[[ AVAILABLE DATA open ]]

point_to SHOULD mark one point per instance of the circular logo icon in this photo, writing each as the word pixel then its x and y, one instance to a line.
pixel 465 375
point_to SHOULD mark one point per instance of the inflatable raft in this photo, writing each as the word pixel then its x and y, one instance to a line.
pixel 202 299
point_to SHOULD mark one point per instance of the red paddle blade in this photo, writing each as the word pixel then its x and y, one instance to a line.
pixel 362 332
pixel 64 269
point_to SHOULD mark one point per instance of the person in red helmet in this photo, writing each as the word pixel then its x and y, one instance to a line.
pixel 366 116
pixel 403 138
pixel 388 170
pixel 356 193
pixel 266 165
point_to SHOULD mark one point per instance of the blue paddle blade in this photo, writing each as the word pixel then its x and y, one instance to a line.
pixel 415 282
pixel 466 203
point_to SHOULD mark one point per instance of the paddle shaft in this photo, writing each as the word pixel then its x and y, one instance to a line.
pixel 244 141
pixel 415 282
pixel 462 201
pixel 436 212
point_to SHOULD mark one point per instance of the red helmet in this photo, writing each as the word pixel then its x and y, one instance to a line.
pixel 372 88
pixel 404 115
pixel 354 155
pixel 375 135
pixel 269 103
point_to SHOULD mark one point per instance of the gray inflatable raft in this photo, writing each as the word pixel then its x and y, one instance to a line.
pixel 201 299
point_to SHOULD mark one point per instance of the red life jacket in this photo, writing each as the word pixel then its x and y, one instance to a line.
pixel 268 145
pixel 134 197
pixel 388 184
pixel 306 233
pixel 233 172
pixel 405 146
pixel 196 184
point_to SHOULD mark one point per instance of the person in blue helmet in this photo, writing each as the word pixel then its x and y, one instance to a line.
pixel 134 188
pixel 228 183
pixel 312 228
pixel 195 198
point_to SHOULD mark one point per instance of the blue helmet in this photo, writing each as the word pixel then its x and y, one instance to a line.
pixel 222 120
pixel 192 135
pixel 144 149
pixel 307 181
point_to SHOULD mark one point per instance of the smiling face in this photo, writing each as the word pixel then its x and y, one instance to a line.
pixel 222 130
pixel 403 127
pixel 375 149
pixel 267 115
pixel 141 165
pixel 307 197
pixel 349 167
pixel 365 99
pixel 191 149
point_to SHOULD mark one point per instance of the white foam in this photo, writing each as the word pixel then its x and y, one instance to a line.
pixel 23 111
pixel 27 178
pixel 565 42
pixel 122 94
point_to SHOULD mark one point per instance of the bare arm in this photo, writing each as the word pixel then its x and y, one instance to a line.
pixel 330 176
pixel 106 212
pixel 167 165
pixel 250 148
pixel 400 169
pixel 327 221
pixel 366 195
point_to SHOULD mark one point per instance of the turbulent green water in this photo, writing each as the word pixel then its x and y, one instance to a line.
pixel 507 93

[[ AVAILABLE DATA closed ]]

◆ **WORK TO BE COMPLETED**
The material must be repeated in full, with every line exact.

◆ **YOUR RESPONSE**
point_to SHOULD mark one point per instance of the circular logo icon in this photo, writing each as the word pixel then its x and y, one instance to a line.
pixel 465 375
point_to SHOULD mark one point per instance of the inflatable raft in this photo, writing each as the word pixel then its x and y, one instance to a line.
pixel 202 299
point_to SHOULD mark one point per instance of the red paddle blade in this photo, writing each as the word pixel then its x and y, one instance to a line.
pixel 362 332
pixel 64 269
point_to SHOULD mark one point per instance of the person in red helmet in this photo, writing each as the word pixel then its x and y, one instance to a line.
pixel 366 116
pixel 403 138
pixel 388 170
pixel 356 193
pixel 266 165
point_to SHOULD mark one point per instance of the blue paddle blade in this photo, writing each as the word pixel then its x and y, one instance to a line.
pixel 415 282
pixel 466 203
point_to SHOULD mark one point per instance of the paddle shaft in this photo, writing each as the word pixel then its x and y, one instance to a line.
pixel 244 141
pixel 415 282
pixel 462 201
pixel 436 212
point_to SHOULD mark one point per instance of the red helmet in this photo, writing each as the word pixel then its x and y, one instance to a line.
pixel 372 88
pixel 404 115
pixel 354 155
pixel 375 135
pixel 269 103
point_to SHOULD mark one point per instance of the gray inflatable raft in this photo, writing each as the word pixel then its x and y, one instance to a line.
pixel 201 299
point_to SHOULD mark one point per instance of the red life jacket in this photo, writing each as the word pixel then its x and y, one instance to a line.
pixel 268 145
pixel 134 197
pixel 388 184
pixel 306 233
pixel 233 172
pixel 405 146
pixel 196 184
point_to SHOULD mark one point per instance of the person in blue helmet in this photo, writing each as the word pixel then its x and y, one instance to a line.
pixel 134 188
pixel 228 183
pixel 312 228
pixel 195 198
point_to SHOULD mark one point per instance of the blue helmet in this photo, writing each as the word pixel then its x and y, one instance to a line.
pixel 222 120
pixel 192 135
pixel 144 149
pixel 307 181
point_to SHOULD mark one point per instance of the smiling face in this photo, writing each as the word pixel then its x and y, one instance to a line.
pixel 222 130
pixel 403 127
pixel 375 149
pixel 267 115
pixel 141 165
pixel 307 197
pixel 349 167
pixel 365 99
pixel 191 149
point_to SHOULD mark one point per instance of the white foam in this photo, writing each as the word pixel then its x and y, one instance to a line.
pixel 23 111
pixel 27 178
pixel 565 42
pixel 122 94
point_to SHOULD mark one point per instance of the bare arm in this photo, writing each as the word pixel then its x and y, one instance to a line.
pixel 330 176
pixel 106 212
pixel 167 165
pixel 250 148
pixel 400 169
pixel 327 221
pixel 366 195
point_to SHOULD mark one point per instance of the turbulent green water in this photo, writing each as the word pixel then its x and y, one instance to a line.
pixel 507 93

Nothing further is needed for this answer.